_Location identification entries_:
=-=-=-=-=

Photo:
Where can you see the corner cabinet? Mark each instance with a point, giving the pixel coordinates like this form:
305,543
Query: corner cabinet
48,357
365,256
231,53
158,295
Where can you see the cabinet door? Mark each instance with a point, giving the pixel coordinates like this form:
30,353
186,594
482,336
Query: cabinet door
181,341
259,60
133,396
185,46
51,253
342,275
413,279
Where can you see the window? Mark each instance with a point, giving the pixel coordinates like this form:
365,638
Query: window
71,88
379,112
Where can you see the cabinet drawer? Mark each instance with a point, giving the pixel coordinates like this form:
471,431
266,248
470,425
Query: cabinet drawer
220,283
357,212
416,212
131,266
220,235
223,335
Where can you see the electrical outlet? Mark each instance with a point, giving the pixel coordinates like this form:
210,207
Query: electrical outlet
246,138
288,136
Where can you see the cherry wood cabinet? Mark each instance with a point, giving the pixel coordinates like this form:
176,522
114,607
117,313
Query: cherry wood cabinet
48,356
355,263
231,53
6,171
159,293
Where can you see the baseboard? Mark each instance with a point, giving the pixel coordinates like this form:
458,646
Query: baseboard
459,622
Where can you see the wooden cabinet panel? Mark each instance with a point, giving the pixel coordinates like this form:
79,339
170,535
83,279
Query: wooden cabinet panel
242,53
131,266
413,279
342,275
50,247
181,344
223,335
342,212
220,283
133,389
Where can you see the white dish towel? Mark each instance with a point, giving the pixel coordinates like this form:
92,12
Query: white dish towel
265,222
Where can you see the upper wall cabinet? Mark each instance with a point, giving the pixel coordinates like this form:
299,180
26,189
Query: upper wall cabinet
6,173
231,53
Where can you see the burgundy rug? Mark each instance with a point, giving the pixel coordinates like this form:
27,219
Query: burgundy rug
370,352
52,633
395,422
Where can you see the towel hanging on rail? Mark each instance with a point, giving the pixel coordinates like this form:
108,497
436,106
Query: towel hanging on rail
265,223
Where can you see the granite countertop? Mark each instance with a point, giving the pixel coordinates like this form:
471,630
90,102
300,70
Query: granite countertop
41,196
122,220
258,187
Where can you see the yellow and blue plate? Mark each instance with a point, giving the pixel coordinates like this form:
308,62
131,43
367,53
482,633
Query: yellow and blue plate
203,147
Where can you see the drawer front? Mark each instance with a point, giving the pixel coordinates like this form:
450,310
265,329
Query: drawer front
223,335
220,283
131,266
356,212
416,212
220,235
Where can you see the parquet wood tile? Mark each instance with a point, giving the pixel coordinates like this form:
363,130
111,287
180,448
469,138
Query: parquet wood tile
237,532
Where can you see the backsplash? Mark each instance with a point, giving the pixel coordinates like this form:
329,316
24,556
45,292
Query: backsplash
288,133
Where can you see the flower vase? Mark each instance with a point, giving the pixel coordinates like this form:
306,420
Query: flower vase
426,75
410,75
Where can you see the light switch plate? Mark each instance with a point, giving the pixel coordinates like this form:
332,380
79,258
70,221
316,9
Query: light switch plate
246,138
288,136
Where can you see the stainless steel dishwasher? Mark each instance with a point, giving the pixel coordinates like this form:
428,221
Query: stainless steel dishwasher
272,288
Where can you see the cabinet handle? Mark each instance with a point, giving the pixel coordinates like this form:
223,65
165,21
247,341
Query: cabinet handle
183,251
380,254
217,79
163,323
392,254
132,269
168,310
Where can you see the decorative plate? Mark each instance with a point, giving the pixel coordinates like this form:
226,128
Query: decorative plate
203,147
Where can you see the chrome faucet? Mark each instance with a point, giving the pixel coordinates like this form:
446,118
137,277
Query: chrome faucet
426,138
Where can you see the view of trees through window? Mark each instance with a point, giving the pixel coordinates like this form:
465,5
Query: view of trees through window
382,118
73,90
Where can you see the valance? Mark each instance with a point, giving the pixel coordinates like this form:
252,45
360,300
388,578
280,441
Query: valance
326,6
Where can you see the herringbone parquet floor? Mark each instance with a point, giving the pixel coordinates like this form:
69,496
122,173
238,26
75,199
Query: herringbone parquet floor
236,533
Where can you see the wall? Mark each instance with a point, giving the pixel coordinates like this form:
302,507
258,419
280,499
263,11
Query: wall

=-=-=-=-=

_Brief_: Retype the material above, line by line, exactly.

_Reply_:
Photo:
Where can you see the corner cabinet? Mark each instance with a point, giving the pixel coordinates like this form:
305,543
Query: corner cabinet
48,357
365,256
231,53
158,295
Where can you see the cabinet door? Mark each instance with a point, giving the pixel coordinates like this form:
30,353
186,594
482,336
Query: cabinet door
181,341
259,60
133,396
185,46
51,253
342,275
413,279
Where can you see the window? Mark each instance with a point, giving the pixel coordinates like this form:
365,638
Query: window
71,88
379,112
Where can you see the cabinet drawer? Mark each instance with a point, giving the pixel coordinates like this form:
471,431
266,248
470,425
Query: cabinet drawer
220,283
357,212
416,212
131,266
220,235
223,335
Where can you see the electrical outlet? Mark each instance with a point, giving the pixel coordinates like this form:
210,207
Query: electrical outlet
246,138
288,136
Where can you see the cherry wood cabinet? Mark each instance with a point, giving the pixel coordinates like this form:
176,522
114,607
117,313
Query: cherry wood cabinet
48,356
355,263
231,53
6,171
159,293
Where can you see the baseboard? Mark each instance with a point, giving the pixel coordinates like this form:
458,646
Query: baseboard
459,622
Where can you see the wooden cabinet panel? Mark each instance with a point, giving the pixel coordinates like this form:
79,339
170,535
83,279
Query: wooden cabinet panel
242,53
131,266
413,279
342,275
50,247
181,344
223,335
342,212
220,283
133,389
Where can you see the white dish towel? Mark each instance with a point, giving the pixel coordinates like this form:
92,12
Query: white dish towel
265,222
Where can you see the upper wall cabinet? Mark each instance with a point, giving the pixel coordinates like this form:
299,180
26,189
Query: upper wall cabinet
6,173
231,53
Where can you see the burgundy rug? Mark each instance with a point, giving the pixel coordinates like this form:
27,219
Query: burgundy rug
370,352
52,633
395,422
Where can you see the towel hanging on rail? Mark each instance with a point, giving the pixel coordinates like this form:
108,497
436,106
Query: towel hanging on rail
265,223
Where can you see the granite countertop? Mark each instance with a point, giving the pixel coordinates like this form:
471,630
90,102
300,70
Query: granite countertop
41,196
122,220
258,187
Where can you see the yellow and blue plate? Mark each instance with a point, giving the pixel coordinates like this form:
308,62
131,43
367,53
482,633
Query: yellow and blue plate
203,147
Where can you see the drawer front? Mark each instance with a point, giving the pixel coordinates like this form:
450,310
265,329
Query: drawer front
223,335
220,283
131,266
356,212
416,212
220,235
Where can you see the parquet wood tile? Mark each instance with a point, giving the pixel coordinates like this form:
363,130
111,287
180,448
469,138
Query: parquet wood tile
237,532
Where can you see the backsplash? Mark each instance with a point, giving the pixel coordinates like this form:
329,316
24,556
45,292
Query: backsplash
288,133
Where can you see the flower vase? Mark each instance with a point, giving the pixel coordinates like this form:
306,420
Query: flower vase
426,75
410,75
Where can you see the light switch plate? Mark each instance with a point, giving the pixel coordinates like this form:
332,380
79,258
70,221
316,9
Query: light switch plate
246,138
288,136
Where can you see the stainless steel dishwasher? Mark each instance with a point, giving the pixel coordinates like this form:
428,221
Query: stainless steel dishwasher
272,288
Where can you see the cabinet handle? Mark each instance with a point, giving the pixel coordinates like this form:
223,65
165,21
247,341
Query: cabinet handle
183,251
380,254
217,79
163,323
392,254
132,269
168,310
Where can you see the decorative plate? Mark each instance with a point, giving the pixel coordinates like this form:
226,128
Query: decorative plate
203,147
Where can you see the chrome faucet? Mark each instance with a point, giving the pixel coordinates like this form:
446,118
137,277
Query: chrome faucet
426,138
Where can you see the view of trees through window? Mark each instance with a point, giving the pixel coordinates like this form:
465,5
Query: view of trees through window
382,118
73,90
Where can you see the valance? Mark each instance with a point, giving the pixel coordinates like this form:
252,45
360,300
388,578
280,441
Query: valance
326,6
Where can you see the herringbone parquet floor? Mark each instance with a point, giving the pixel coordinates like this form:
69,496
122,173
238,26
75,199
Query: herringbone parquet floor
236,533
Where can you see the wall? Mark each instance with a point, giving the pixel coordinates like this form:
302,507
258,419
280,499
263,11
Query: wall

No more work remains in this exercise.